Gegevens =>
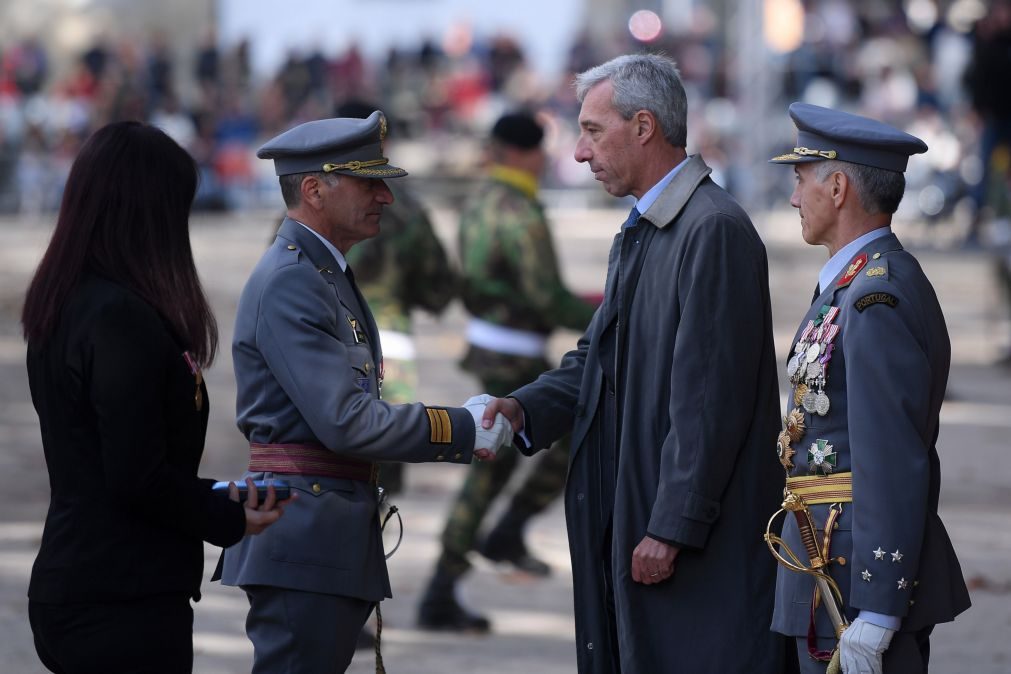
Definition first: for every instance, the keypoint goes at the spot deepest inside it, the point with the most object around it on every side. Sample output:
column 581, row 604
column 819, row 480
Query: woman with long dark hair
column 118, row 329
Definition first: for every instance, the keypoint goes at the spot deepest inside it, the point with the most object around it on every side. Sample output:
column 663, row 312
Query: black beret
column 518, row 129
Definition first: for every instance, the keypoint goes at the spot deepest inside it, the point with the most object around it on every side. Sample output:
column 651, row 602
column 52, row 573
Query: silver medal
column 808, row 401
column 793, row 366
column 821, row 403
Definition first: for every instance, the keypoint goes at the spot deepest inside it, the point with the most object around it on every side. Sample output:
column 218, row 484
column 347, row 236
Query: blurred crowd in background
column 941, row 75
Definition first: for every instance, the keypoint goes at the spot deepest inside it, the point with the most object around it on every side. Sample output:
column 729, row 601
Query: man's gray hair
column 643, row 82
column 291, row 185
column 879, row 190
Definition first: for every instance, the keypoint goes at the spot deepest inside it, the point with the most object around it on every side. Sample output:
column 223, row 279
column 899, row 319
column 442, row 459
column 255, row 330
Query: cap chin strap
column 807, row 152
column 354, row 166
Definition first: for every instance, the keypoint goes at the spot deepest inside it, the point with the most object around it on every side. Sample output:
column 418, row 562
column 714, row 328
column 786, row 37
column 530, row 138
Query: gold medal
column 795, row 424
column 808, row 401
column 799, row 393
column 822, row 403
column 785, row 451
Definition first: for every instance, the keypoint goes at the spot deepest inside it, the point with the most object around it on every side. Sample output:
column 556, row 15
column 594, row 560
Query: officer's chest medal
column 808, row 372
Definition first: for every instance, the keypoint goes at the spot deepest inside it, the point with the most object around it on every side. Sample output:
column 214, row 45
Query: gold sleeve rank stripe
column 876, row 298
column 441, row 426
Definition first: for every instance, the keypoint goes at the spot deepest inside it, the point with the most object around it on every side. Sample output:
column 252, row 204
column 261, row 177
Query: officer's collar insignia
column 855, row 265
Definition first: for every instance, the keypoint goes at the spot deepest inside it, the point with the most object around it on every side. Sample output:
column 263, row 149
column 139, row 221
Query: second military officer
column 868, row 368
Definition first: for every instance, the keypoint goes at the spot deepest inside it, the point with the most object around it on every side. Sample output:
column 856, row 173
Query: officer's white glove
column 861, row 647
column 488, row 439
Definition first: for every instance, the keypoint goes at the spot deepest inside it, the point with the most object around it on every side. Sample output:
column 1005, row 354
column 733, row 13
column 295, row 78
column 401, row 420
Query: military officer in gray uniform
column 868, row 368
column 308, row 370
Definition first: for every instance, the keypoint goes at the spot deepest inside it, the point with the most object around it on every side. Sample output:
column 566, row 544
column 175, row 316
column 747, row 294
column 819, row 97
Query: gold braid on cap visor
column 807, row 152
column 354, row 166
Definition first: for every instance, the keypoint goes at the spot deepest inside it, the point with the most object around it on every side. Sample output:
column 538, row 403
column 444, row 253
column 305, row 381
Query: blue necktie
column 632, row 218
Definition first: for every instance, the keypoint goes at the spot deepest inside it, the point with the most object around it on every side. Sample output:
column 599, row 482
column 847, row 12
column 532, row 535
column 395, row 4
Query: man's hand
column 488, row 435
column 861, row 647
column 508, row 407
column 653, row 561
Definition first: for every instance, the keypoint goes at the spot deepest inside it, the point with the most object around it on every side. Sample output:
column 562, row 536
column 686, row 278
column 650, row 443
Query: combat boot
column 503, row 544
column 441, row 611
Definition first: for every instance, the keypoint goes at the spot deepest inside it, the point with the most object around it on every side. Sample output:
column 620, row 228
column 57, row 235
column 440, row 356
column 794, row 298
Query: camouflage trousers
column 500, row 375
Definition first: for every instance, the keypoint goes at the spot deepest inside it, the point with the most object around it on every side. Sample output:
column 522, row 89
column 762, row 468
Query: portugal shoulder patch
column 876, row 298
column 440, row 425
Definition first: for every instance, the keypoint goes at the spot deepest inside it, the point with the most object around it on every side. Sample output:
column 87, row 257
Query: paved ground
column 533, row 618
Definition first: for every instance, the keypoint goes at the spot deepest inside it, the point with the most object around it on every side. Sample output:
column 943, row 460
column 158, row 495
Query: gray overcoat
column 306, row 357
column 698, row 387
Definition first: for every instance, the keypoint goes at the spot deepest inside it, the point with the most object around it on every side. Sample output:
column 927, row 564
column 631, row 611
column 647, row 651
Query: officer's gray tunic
column 303, row 377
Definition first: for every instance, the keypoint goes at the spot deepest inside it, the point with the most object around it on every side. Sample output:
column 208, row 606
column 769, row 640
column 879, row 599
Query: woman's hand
column 259, row 517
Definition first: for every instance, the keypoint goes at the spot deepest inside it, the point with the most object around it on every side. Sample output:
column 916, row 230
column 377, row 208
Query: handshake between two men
column 495, row 420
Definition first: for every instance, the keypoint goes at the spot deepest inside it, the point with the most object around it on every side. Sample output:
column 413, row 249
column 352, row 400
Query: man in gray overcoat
column 308, row 372
column 672, row 400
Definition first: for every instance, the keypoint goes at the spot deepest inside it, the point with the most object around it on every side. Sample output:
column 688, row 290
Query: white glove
column 491, row 439
column 861, row 647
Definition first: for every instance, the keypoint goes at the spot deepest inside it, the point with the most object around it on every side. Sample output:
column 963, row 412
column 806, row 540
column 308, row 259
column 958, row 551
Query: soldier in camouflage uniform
column 516, row 295
column 403, row 268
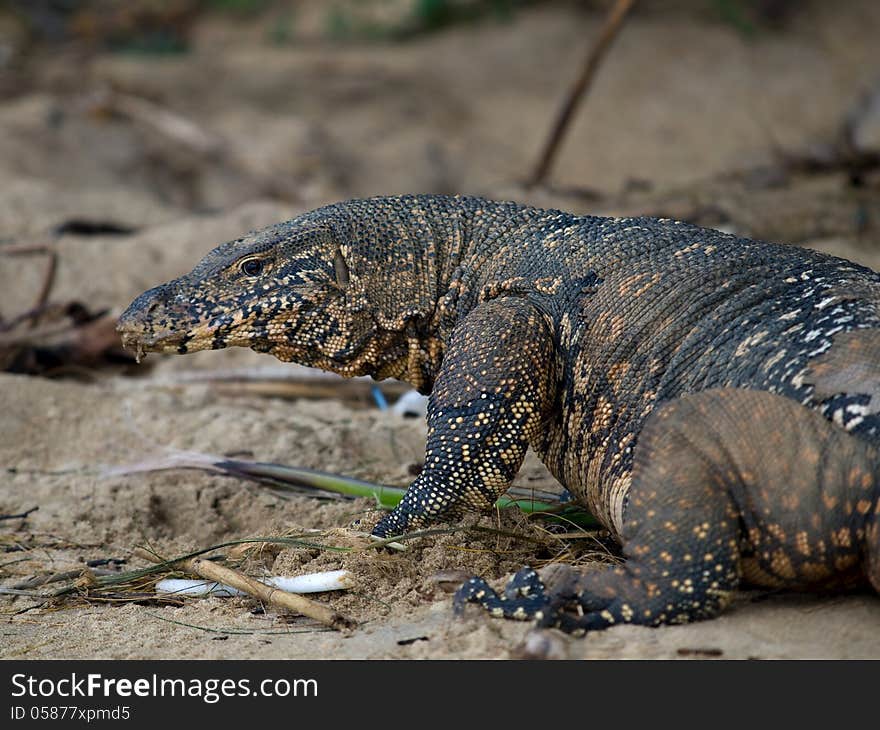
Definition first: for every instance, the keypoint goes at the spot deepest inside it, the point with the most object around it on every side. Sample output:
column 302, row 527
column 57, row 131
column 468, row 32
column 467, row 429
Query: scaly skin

Opdracht =>
Som elke regel uit de rijen hierboven op waarin het woord "overcoat" voorkomt. Hoofdletters en kleine letters tellen mee.

Antwoord =>
Query: gray overcoat
Query: man in gray overcoat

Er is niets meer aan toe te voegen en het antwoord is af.